**EXERCISE DATA:**
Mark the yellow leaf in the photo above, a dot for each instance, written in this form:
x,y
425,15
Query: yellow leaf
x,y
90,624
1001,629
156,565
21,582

**REQUIREMENT:** Reproduce all of the records above, requests included, shifting every coordinate in the answers by adding 90 to each number.

**WORKED SOLUTION:**
Mark the yellow leaf in the photo above, a dot for each instance, written in this form:
x,y
425,15
Query: yellow leaf
x,y
180,714
1091,719
246,655
111,672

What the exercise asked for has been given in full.